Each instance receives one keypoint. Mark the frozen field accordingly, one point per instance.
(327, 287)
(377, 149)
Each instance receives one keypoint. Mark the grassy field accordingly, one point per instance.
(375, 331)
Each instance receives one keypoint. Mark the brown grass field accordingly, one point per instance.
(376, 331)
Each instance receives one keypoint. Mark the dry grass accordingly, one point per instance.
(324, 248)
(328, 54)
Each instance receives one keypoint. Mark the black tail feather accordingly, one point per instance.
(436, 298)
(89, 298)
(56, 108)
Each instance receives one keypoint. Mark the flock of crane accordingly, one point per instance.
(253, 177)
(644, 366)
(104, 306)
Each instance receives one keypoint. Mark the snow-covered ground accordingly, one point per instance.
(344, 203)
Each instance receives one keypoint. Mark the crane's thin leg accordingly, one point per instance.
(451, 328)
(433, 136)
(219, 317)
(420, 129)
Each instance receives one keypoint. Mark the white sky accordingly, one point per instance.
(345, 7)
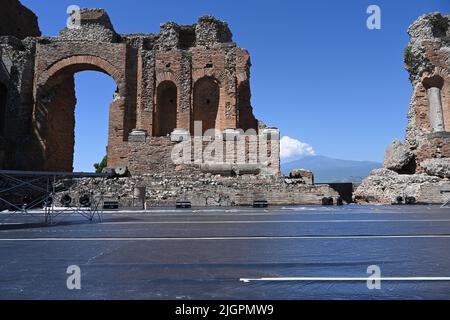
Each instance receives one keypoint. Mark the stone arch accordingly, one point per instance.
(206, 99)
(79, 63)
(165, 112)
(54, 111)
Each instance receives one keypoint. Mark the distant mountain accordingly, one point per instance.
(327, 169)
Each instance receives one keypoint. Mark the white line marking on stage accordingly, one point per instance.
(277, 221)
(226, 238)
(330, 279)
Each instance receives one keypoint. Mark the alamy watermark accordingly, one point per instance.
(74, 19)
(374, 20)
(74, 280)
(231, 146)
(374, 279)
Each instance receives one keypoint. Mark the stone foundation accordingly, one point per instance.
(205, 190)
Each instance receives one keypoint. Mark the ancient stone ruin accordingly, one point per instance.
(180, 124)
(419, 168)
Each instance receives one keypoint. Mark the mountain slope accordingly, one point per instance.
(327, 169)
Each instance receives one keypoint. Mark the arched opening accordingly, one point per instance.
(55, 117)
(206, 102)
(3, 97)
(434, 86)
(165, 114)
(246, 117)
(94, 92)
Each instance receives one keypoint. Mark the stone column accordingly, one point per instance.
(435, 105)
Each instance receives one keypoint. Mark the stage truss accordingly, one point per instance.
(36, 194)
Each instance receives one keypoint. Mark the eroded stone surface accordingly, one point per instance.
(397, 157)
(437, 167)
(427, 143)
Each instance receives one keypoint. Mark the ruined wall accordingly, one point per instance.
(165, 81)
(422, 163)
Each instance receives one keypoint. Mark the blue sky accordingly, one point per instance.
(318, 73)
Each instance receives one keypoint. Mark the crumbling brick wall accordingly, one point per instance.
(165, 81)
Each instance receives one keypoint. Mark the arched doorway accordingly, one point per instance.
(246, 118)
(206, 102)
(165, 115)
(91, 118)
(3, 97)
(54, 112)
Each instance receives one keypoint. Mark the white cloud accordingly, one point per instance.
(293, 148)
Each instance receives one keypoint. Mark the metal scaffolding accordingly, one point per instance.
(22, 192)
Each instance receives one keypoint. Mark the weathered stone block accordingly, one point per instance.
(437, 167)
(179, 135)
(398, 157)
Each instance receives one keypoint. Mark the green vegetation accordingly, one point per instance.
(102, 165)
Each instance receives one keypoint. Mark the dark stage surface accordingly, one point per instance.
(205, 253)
- - -
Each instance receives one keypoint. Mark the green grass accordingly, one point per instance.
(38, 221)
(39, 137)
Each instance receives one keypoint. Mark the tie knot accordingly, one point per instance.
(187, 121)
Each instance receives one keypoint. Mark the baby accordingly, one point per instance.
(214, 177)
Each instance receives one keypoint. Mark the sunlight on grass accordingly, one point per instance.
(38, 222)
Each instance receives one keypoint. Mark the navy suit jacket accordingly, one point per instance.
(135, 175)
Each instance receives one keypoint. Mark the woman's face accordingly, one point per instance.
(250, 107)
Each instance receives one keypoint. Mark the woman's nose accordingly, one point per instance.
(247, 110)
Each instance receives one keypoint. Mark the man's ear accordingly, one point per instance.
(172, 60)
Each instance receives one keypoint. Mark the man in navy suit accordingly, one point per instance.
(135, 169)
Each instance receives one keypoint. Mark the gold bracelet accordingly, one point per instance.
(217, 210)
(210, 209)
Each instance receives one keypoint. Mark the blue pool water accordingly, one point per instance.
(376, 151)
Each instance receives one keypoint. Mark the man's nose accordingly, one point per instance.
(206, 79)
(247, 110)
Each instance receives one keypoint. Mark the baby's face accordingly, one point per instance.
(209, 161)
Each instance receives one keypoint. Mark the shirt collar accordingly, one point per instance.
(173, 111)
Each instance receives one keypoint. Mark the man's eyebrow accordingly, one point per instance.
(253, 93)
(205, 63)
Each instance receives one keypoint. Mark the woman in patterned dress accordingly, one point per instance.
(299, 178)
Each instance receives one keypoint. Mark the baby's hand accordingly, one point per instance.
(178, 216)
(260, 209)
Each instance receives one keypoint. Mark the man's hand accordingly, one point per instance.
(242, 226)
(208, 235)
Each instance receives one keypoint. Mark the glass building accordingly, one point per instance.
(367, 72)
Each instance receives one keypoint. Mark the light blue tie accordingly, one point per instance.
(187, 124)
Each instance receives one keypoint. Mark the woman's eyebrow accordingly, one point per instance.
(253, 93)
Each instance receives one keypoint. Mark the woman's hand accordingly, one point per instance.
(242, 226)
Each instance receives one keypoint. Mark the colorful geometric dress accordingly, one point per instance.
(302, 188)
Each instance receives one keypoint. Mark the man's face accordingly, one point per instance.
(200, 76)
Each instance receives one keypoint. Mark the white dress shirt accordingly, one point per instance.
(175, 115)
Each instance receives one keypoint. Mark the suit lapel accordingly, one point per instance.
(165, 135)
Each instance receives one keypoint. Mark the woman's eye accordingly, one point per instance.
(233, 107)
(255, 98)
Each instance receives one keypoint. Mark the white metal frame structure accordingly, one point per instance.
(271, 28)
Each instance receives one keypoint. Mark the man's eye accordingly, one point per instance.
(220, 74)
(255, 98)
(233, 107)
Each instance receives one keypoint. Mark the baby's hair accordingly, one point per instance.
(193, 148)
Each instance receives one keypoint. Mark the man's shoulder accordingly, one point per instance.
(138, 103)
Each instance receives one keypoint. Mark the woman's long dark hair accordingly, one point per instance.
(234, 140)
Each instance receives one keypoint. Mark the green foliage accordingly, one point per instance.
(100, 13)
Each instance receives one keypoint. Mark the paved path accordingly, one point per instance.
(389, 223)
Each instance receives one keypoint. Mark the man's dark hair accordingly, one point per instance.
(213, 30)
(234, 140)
- - -
Copy out each line of the entries above that contains the word "dress".

--- WRITTEN RESPONSE ---
Each instance receives one keypoint. Mark the woman in patterned dress accordingly, one point per instance.
Each instance receives one keypoint. Mark the colorful geometric dress accordingly, one point per instance.
Each instance receives one keypoint. Mark the white dress shirt accordingly, one point per instance.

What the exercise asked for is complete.